## RECORDS FOR THE EXERCISE
******************************
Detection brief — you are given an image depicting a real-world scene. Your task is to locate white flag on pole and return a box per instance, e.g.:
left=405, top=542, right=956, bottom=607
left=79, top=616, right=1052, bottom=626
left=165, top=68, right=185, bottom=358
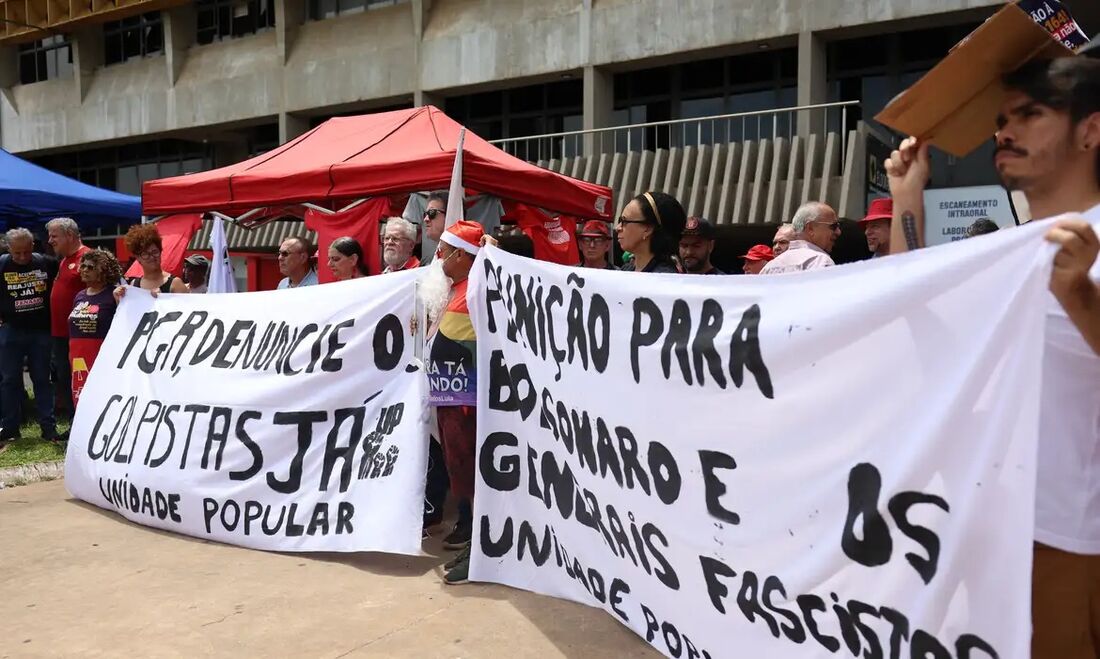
left=207, top=218, right=237, bottom=293
left=443, top=129, right=466, bottom=227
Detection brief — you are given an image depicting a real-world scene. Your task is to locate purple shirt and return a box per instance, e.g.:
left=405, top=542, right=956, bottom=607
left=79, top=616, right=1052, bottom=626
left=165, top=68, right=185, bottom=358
left=69, top=286, right=116, bottom=339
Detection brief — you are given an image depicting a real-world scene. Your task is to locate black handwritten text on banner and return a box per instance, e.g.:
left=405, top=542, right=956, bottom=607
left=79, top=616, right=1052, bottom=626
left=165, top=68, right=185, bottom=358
left=469, top=229, right=1044, bottom=658
left=65, top=273, right=427, bottom=554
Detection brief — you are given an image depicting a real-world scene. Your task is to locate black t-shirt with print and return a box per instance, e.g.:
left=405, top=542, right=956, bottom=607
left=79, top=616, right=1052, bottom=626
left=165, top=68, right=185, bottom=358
left=0, top=253, right=57, bottom=332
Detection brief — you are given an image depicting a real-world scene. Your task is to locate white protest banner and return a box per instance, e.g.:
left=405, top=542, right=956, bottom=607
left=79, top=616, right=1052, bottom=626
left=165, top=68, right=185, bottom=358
left=65, top=272, right=428, bottom=554
left=469, top=227, right=1053, bottom=659
left=924, top=185, right=1016, bottom=246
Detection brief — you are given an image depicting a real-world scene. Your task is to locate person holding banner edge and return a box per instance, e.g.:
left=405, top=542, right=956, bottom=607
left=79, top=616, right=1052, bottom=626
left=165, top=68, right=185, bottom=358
left=421, top=220, right=485, bottom=585
left=886, top=56, right=1100, bottom=659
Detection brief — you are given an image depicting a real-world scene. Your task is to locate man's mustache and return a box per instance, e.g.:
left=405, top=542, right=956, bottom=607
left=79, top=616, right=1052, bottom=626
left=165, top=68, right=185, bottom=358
left=993, top=142, right=1027, bottom=157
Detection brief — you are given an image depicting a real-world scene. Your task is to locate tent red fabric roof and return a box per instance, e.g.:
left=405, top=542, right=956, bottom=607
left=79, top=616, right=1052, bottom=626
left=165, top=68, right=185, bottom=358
left=142, top=106, right=612, bottom=218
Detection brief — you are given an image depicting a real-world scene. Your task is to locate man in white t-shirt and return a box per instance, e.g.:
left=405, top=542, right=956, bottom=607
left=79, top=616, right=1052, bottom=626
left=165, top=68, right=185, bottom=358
left=760, top=201, right=840, bottom=275
left=887, top=56, right=1100, bottom=659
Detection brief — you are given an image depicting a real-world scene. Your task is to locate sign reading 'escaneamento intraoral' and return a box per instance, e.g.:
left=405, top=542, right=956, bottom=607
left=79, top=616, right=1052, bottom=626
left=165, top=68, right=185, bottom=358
left=65, top=273, right=427, bottom=554
left=469, top=227, right=1051, bottom=659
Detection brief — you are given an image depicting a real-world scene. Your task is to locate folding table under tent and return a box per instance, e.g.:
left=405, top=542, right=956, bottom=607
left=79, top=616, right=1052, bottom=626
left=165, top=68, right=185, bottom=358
left=0, top=149, right=141, bottom=233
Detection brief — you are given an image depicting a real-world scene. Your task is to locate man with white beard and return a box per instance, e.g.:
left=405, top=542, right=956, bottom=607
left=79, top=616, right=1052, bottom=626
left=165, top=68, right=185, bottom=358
left=419, top=220, right=485, bottom=585
left=382, top=218, right=420, bottom=274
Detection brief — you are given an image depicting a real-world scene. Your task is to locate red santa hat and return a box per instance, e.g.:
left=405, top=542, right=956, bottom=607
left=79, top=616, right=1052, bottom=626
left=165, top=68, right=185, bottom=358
left=439, top=220, right=485, bottom=255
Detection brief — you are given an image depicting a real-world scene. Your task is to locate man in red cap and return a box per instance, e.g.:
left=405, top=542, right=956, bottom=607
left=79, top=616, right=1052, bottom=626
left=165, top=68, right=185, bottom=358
left=680, top=217, right=726, bottom=275
left=859, top=197, right=893, bottom=259
left=421, top=220, right=485, bottom=584
left=576, top=220, right=616, bottom=270
left=741, top=245, right=776, bottom=275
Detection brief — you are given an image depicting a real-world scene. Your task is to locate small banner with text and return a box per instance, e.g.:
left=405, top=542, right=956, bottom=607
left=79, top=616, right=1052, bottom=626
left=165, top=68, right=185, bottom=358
left=65, top=272, right=428, bottom=554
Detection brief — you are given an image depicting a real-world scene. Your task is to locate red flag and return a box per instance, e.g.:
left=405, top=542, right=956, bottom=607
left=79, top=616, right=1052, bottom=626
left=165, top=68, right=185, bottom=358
left=502, top=201, right=581, bottom=265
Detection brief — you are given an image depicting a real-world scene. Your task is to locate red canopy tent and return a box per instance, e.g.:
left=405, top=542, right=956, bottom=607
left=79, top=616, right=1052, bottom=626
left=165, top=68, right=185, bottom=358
left=142, top=106, right=612, bottom=220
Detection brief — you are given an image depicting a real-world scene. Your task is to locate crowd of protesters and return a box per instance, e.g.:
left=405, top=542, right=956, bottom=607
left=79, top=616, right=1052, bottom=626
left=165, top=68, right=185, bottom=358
left=0, top=37, right=1100, bottom=657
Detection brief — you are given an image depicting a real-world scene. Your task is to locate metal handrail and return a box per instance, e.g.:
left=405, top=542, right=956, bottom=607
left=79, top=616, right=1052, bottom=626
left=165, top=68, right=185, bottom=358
left=488, top=101, right=860, bottom=145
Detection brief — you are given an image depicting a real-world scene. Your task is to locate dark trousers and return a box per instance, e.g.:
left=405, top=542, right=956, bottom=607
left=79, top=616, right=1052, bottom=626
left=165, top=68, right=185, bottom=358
left=50, top=337, right=76, bottom=416
left=424, top=438, right=451, bottom=524
left=0, top=325, right=56, bottom=437
left=436, top=406, right=477, bottom=499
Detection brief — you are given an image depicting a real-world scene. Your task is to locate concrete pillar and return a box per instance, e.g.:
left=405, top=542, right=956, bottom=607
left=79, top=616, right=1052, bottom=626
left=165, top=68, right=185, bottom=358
left=213, top=139, right=249, bottom=167
left=275, top=0, right=306, bottom=64
left=413, top=89, right=447, bottom=110
left=0, top=46, right=19, bottom=89
left=409, top=0, right=435, bottom=108
left=164, top=3, right=197, bottom=87
left=0, top=46, right=19, bottom=145
left=278, top=112, right=309, bottom=144
left=798, top=32, right=828, bottom=136
left=73, top=25, right=103, bottom=103
left=583, top=66, right=615, bottom=156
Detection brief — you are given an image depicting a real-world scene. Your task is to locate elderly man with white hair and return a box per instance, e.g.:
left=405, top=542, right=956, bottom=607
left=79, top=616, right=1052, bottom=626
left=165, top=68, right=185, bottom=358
left=46, top=218, right=89, bottom=422
left=0, top=229, right=59, bottom=446
left=760, top=201, right=840, bottom=275
left=382, top=218, right=420, bottom=274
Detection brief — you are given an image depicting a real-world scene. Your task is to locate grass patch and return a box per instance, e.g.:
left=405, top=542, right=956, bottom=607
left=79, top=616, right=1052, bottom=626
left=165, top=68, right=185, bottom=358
left=0, top=419, right=69, bottom=469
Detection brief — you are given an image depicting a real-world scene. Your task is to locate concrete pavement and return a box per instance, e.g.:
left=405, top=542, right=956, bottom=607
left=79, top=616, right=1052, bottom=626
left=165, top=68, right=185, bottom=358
left=0, top=481, right=658, bottom=659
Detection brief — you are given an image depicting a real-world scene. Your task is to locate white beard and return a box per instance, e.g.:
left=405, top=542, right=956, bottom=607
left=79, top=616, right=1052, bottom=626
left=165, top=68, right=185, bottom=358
left=419, top=259, right=453, bottom=322
left=382, top=248, right=408, bottom=267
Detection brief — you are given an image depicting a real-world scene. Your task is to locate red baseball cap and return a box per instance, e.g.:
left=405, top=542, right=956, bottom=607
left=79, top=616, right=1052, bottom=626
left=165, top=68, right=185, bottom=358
left=859, top=197, right=893, bottom=224
left=576, top=220, right=612, bottom=240
left=741, top=245, right=776, bottom=261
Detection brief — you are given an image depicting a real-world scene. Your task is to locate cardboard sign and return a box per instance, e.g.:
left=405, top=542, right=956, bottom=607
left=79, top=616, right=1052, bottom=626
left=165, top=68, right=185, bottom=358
left=1018, top=0, right=1089, bottom=51
left=924, top=185, right=1016, bottom=246
left=875, top=4, right=1074, bottom=157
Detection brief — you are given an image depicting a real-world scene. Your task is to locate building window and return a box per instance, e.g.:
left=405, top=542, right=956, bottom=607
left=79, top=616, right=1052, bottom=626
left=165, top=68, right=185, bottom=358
left=195, top=0, right=275, bottom=44
left=826, top=19, right=998, bottom=188
left=444, top=80, right=584, bottom=161
left=34, top=140, right=213, bottom=195
left=19, top=34, right=73, bottom=85
left=309, top=0, right=408, bottom=21
left=103, top=11, right=164, bottom=64
left=608, top=48, right=799, bottom=151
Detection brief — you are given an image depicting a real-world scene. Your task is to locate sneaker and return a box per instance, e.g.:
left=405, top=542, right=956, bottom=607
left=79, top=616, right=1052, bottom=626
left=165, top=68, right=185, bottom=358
left=443, top=520, right=471, bottom=549
left=443, top=552, right=470, bottom=585
left=443, top=545, right=470, bottom=570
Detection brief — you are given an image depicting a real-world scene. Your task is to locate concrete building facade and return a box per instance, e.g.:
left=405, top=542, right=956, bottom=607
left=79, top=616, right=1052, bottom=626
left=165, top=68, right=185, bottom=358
left=0, top=0, right=1100, bottom=209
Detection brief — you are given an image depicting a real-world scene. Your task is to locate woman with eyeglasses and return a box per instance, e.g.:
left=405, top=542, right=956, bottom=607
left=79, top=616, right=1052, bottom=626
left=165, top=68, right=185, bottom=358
left=760, top=201, right=840, bottom=275
left=615, top=193, right=686, bottom=273
left=124, top=224, right=187, bottom=293
left=329, top=235, right=369, bottom=282
left=68, top=250, right=122, bottom=405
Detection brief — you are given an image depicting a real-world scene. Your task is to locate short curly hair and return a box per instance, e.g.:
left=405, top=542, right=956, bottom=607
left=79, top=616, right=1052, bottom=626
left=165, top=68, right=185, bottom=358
left=80, top=250, right=122, bottom=286
left=124, top=224, right=164, bottom=256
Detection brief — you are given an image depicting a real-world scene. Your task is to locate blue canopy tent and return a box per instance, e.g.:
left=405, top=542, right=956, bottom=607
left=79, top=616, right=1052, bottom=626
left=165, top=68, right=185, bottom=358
left=0, top=149, right=141, bottom=232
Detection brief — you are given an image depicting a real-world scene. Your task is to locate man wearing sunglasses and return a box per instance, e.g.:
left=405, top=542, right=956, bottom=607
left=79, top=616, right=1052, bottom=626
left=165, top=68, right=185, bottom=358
left=760, top=201, right=840, bottom=275
left=278, top=235, right=317, bottom=289
left=424, top=190, right=447, bottom=242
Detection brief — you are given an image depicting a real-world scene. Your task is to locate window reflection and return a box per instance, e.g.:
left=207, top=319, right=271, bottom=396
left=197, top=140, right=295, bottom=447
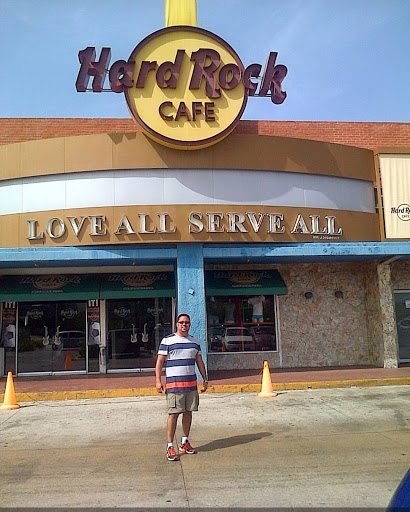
left=206, top=295, right=277, bottom=352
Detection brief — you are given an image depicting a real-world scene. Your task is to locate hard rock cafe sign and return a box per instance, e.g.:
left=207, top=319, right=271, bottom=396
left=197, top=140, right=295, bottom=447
left=76, top=16, right=287, bottom=149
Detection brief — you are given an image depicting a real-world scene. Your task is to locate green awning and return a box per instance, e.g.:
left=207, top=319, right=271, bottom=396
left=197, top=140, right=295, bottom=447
left=100, top=272, right=175, bottom=299
left=0, top=274, right=100, bottom=302
left=205, top=270, right=288, bottom=296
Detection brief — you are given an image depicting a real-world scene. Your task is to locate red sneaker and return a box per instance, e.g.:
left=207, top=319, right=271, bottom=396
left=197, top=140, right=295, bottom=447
left=179, top=441, right=196, bottom=455
left=167, top=446, right=179, bottom=462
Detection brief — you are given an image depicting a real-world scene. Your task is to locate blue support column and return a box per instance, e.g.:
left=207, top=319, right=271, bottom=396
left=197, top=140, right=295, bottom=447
left=177, top=244, right=207, bottom=367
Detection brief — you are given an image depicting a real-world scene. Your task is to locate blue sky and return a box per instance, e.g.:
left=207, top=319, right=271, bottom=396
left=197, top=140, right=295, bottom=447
left=0, top=0, right=410, bottom=122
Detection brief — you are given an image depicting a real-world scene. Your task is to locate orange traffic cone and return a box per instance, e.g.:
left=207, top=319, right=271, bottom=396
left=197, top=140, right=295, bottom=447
left=0, top=372, right=20, bottom=411
left=64, top=350, right=72, bottom=370
left=258, top=361, right=277, bottom=398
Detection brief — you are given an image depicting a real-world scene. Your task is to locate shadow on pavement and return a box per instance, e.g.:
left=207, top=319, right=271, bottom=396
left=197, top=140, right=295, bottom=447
left=198, top=432, right=272, bottom=452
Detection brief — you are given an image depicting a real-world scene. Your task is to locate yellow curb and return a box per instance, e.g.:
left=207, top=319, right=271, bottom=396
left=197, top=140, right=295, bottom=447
left=0, top=377, right=410, bottom=402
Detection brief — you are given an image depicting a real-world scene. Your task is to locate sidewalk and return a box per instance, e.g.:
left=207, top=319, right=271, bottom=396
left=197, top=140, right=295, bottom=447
left=0, top=365, right=410, bottom=402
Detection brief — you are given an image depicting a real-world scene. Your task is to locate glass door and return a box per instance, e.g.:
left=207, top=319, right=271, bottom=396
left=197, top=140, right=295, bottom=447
left=17, top=301, right=87, bottom=374
left=107, top=297, right=172, bottom=371
left=394, top=291, right=410, bottom=363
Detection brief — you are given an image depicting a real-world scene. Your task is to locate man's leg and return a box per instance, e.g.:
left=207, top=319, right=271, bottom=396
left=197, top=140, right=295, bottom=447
left=167, top=413, right=179, bottom=443
left=180, top=411, right=196, bottom=455
left=182, top=411, right=192, bottom=437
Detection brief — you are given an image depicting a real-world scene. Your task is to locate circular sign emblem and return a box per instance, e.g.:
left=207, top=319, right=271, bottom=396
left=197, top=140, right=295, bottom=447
left=125, top=26, right=248, bottom=149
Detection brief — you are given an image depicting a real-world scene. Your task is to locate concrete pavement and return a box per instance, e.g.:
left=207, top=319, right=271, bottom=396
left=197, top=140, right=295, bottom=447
left=0, top=365, right=410, bottom=402
left=0, top=386, right=410, bottom=511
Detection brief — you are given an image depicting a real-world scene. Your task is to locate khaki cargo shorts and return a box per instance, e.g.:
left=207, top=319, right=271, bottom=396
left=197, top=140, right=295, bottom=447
left=167, top=390, right=199, bottom=414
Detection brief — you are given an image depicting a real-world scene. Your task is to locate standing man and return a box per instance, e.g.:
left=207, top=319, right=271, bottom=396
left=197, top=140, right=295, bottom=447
left=155, top=313, right=208, bottom=461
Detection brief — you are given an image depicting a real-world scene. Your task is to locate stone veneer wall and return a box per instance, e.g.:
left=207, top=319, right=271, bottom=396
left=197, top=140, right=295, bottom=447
left=208, top=262, right=372, bottom=370
left=279, top=263, right=370, bottom=367
left=391, top=262, right=410, bottom=290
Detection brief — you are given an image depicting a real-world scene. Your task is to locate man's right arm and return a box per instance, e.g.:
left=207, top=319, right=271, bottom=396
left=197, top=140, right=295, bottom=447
left=155, top=354, right=167, bottom=393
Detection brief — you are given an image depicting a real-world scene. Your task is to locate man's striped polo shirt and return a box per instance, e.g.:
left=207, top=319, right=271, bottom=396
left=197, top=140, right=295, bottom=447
left=158, top=334, right=201, bottom=393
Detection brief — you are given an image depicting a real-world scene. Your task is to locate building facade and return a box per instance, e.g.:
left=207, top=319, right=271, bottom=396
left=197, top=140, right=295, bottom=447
left=0, top=119, right=410, bottom=375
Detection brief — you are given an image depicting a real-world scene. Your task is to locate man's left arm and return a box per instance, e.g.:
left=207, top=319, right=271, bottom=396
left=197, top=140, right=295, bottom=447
left=195, top=352, right=208, bottom=393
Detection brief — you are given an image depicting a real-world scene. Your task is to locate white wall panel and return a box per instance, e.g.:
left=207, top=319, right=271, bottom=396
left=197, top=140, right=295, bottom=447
left=0, top=169, right=375, bottom=215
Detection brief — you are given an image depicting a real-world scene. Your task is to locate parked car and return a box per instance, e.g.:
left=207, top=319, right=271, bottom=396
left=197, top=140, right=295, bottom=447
left=250, top=325, right=276, bottom=350
left=221, top=327, right=255, bottom=352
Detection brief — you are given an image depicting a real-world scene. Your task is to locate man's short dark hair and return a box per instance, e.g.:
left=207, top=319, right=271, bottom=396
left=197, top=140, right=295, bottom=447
left=177, top=313, right=191, bottom=322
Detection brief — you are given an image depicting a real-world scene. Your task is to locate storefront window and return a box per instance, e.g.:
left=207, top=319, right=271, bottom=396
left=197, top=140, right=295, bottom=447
left=107, top=297, right=172, bottom=371
left=11, top=301, right=86, bottom=374
left=206, top=295, right=277, bottom=352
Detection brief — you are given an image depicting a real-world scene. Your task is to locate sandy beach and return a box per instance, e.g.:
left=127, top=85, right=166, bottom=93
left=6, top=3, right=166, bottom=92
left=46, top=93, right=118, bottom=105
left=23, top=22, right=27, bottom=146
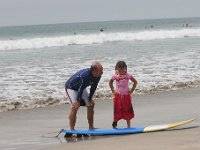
left=0, top=88, right=200, bottom=150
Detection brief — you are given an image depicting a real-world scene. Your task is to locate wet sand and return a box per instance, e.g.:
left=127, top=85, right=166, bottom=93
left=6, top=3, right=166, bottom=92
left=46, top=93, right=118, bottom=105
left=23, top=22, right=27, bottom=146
left=0, top=88, right=200, bottom=150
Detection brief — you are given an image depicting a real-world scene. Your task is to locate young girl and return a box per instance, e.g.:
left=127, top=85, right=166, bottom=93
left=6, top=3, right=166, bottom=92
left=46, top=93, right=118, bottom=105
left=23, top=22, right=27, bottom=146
left=109, top=61, right=137, bottom=128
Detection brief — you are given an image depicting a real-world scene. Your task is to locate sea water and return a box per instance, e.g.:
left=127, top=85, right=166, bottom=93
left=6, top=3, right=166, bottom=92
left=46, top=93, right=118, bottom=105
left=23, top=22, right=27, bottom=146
left=0, top=18, right=200, bottom=111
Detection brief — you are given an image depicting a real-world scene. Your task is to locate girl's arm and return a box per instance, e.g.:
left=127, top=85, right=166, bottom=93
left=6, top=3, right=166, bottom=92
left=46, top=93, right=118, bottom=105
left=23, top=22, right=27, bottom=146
left=130, top=76, right=137, bottom=94
left=109, top=79, right=115, bottom=95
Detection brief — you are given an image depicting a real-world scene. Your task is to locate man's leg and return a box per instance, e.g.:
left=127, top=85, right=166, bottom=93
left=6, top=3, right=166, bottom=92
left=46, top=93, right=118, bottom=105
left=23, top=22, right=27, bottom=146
left=87, top=103, right=94, bottom=129
left=69, top=102, right=80, bottom=130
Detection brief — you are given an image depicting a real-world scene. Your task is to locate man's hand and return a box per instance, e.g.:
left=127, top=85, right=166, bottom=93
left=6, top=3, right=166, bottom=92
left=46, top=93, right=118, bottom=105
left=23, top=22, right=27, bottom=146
left=89, top=100, right=95, bottom=106
left=72, top=101, right=80, bottom=109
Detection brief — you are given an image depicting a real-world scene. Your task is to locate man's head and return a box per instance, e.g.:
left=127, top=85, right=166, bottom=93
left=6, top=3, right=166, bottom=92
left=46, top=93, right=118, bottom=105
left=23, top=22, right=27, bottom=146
left=91, top=62, right=103, bottom=77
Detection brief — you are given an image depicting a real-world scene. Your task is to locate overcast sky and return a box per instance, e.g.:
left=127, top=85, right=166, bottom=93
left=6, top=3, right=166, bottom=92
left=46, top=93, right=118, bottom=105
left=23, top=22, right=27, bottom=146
left=0, top=0, right=200, bottom=26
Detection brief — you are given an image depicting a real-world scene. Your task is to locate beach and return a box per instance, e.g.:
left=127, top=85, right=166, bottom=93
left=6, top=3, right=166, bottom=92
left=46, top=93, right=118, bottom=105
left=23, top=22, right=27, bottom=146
left=0, top=17, right=200, bottom=150
left=0, top=88, right=200, bottom=150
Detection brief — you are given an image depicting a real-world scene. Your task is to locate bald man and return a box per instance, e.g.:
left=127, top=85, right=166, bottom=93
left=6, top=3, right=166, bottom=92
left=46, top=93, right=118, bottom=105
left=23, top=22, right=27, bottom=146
left=65, top=62, right=103, bottom=137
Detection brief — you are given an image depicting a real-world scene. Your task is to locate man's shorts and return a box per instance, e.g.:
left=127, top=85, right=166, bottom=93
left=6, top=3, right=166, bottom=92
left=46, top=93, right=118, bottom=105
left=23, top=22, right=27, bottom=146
left=66, top=89, right=89, bottom=106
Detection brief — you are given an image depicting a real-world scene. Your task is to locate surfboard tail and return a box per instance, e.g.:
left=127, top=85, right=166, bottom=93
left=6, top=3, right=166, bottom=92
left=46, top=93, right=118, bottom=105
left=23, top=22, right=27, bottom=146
left=144, top=117, right=196, bottom=132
******************************
## PROMPT
Format the entries from the line with "to locate tent" up to and including the line with "left=142, top=106, right=612, bottom=218" as a two-column CSV with the headers instruction and answer. Give one row per entry, and put each value in a single quoted field with its line breaks turned into spaces.

## PROBLEM SOLUTION
instruction,answer
"Detection brief — you are given an image depicting a real-world scene. Your task is to locate tent red fabric roof and return a box per instance, e.g.: left=405, top=542, right=956, bottom=607 left=79, top=616, right=1052, bottom=626 left=165, top=68, right=185, bottom=358","left=142, top=106, right=612, bottom=218"